WHAT NEEDS TO BE DONE:
Could you give back the material from the line containing "Task: point to every instance of the puddle." through the end of the material, with "weeds" swapped for "grass" and nothing else altered?

# # # #

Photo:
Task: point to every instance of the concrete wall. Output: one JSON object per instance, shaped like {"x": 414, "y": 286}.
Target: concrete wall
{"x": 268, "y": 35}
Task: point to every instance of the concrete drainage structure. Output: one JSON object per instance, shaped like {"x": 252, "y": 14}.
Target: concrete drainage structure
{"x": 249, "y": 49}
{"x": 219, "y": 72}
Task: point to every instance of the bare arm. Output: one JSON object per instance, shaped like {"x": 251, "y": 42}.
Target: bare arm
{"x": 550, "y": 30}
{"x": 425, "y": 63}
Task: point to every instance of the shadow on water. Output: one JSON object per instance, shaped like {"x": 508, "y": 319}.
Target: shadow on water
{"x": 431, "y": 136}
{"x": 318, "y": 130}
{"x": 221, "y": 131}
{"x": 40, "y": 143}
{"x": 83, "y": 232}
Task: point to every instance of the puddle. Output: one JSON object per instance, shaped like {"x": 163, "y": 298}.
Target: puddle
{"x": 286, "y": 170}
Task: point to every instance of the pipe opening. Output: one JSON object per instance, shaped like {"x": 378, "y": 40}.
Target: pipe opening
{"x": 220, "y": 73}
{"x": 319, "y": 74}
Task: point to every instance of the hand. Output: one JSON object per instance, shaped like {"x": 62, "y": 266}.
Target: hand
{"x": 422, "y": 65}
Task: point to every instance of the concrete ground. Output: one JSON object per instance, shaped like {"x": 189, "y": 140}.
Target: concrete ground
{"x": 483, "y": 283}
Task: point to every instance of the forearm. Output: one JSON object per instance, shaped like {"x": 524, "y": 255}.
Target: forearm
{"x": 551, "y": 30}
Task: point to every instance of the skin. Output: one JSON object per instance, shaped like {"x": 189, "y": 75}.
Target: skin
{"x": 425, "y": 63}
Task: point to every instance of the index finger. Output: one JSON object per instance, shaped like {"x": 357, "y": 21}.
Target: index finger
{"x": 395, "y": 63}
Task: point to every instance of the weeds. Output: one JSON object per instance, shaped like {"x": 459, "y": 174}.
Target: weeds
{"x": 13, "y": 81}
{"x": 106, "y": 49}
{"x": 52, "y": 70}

# # # #

OUTPUT OF THE EXERCISE:
Task: point to every instance of the puddle. Output: one JSON object per instance, shaped like {"x": 163, "y": 298}.
Target: puddle
{"x": 286, "y": 170}
Task: point to every instance of the pipe opening. Output: one JSON object per instance, shaped like {"x": 378, "y": 40}.
Target: pipe opening
{"x": 220, "y": 73}
{"x": 319, "y": 74}
Task: point to every instance of the hand. Output: one JSON object per instance, shaped like {"x": 62, "y": 266}.
Target: hand
{"x": 422, "y": 65}
Task: point to every instance of the concrete ground. Output: one JSON object per instance, shaped like {"x": 189, "y": 140}.
Target: concrete ground
{"x": 483, "y": 283}
Task: point to every instance of the forearm. Output: one JSON object per instance, shaped like {"x": 524, "y": 255}.
Target: forearm
{"x": 551, "y": 30}
Task: point to every instance of the skin. Output: one JSON object per instance, shaped like {"x": 189, "y": 75}.
Target: skin
{"x": 425, "y": 63}
Task: point to every instance of the index finger. Output: one JSON object per instance, shaped like {"x": 357, "y": 21}.
Target: index finger
{"x": 395, "y": 63}
Task: point to every instance of the grass. Output: one JSON object per instance, shaped like {"x": 459, "y": 174}.
Target: grass
{"x": 13, "y": 81}
{"x": 106, "y": 49}
{"x": 52, "y": 70}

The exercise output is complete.